→ **PROBLEM DESCRIPTION**: Convert the records, from their first line through the line containing "positive clicks: (647, 400)" inclusive, into a numbered list that leaves out blank lines.

→ **DATA PROVIDED**:
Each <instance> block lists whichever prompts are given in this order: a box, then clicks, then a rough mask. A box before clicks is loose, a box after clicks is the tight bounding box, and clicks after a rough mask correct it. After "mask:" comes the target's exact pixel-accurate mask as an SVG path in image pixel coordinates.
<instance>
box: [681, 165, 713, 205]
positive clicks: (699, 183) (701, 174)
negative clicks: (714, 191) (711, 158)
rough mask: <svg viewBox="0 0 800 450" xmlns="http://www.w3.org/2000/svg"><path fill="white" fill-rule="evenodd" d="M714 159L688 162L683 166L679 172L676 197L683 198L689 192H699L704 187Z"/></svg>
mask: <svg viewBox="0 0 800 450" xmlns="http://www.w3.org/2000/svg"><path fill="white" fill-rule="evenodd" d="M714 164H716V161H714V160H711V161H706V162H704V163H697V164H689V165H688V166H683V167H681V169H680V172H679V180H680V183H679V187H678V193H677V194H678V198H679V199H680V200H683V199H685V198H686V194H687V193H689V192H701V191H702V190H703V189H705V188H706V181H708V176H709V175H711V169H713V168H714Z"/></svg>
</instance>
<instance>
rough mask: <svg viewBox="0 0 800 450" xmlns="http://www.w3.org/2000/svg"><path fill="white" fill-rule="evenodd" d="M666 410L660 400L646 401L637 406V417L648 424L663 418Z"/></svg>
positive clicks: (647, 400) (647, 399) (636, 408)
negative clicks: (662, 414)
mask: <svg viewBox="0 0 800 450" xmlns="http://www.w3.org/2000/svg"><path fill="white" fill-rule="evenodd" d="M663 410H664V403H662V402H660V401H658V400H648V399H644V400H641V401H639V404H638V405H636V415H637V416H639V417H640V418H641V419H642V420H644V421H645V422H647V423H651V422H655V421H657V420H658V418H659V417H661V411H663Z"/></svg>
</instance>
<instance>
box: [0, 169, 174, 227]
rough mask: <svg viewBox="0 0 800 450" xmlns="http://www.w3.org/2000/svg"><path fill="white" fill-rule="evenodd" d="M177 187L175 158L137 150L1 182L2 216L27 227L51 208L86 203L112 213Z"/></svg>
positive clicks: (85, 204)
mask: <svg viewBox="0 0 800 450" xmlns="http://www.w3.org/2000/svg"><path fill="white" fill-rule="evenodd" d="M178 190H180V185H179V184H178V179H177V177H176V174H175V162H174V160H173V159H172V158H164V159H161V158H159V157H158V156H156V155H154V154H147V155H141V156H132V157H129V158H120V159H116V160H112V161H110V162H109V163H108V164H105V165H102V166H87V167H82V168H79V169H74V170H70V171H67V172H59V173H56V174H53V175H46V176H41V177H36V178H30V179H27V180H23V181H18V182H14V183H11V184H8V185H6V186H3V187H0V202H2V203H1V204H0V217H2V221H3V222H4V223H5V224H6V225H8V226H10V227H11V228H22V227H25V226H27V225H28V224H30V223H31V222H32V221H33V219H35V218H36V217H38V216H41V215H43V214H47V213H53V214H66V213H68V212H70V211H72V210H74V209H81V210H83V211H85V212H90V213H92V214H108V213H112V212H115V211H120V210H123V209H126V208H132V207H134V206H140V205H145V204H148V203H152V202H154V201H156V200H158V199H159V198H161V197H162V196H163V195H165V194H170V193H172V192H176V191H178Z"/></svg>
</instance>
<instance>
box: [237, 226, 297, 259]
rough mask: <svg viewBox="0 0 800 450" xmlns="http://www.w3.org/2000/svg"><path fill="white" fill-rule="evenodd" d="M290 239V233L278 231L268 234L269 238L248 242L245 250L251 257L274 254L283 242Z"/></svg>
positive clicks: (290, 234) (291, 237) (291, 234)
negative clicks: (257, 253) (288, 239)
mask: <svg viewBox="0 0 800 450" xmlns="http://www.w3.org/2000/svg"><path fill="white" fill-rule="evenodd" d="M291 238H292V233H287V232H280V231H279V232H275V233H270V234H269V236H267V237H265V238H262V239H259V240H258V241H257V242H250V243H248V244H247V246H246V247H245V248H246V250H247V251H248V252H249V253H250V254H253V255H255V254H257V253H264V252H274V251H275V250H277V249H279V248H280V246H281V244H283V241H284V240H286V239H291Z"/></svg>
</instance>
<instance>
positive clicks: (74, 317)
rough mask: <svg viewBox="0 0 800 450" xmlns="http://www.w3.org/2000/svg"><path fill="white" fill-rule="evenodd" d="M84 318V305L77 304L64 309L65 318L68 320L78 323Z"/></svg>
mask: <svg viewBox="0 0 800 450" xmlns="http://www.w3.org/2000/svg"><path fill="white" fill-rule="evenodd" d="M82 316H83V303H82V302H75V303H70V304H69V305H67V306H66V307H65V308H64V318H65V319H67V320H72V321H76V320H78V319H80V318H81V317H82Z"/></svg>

→ **TASK RESULT**:
1. Each <instance> block lists whichever prompts are given in this order: a box, then clicks, then a rough mask. A box before clicks is loose, a box after clicks is the tight bounding box, and clicks after a rough mask correct it. After "mask:" comes the target's exact pixel-accurate mask as an SVG path in image pixel coordinates.
2. <instance>
3. box: [681, 165, 713, 205]
4. positive clicks: (699, 183) (701, 174)
5. negative clicks: (714, 191) (711, 158)
6. rough mask: <svg viewBox="0 0 800 450" xmlns="http://www.w3.org/2000/svg"><path fill="white" fill-rule="evenodd" d="M714 159L688 162L683 166L679 172L676 197L683 198L689 192H699L704 187Z"/></svg>
7. mask: <svg viewBox="0 0 800 450" xmlns="http://www.w3.org/2000/svg"><path fill="white" fill-rule="evenodd" d="M714 164H716V161H714V160H711V161H706V162H704V163H697V164H689V165H688V166H683V167H681V169H680V172H679V180H680V183H679V187H678V193H677V194H678V198H679V199H680V200H683V199H685V198H686V194H687V193H689V192H701V191H702V190H703V189H705V188H706V181H708V176H709V175H711V169H713V168H714Z"/></svg>
8. </instance>
9. <instance>
10. rough mask: <svg viewBox="0 0 800 450" xmlns="http://www.w3.org/2000/svg"><path fill="white" fill-rule="evenodd" d="M666 410L660 400L646 401L637 406V417L648 424L663 418Z"/></svg>
11. positive clicks: (647, 400) (647, 399) (636, 408)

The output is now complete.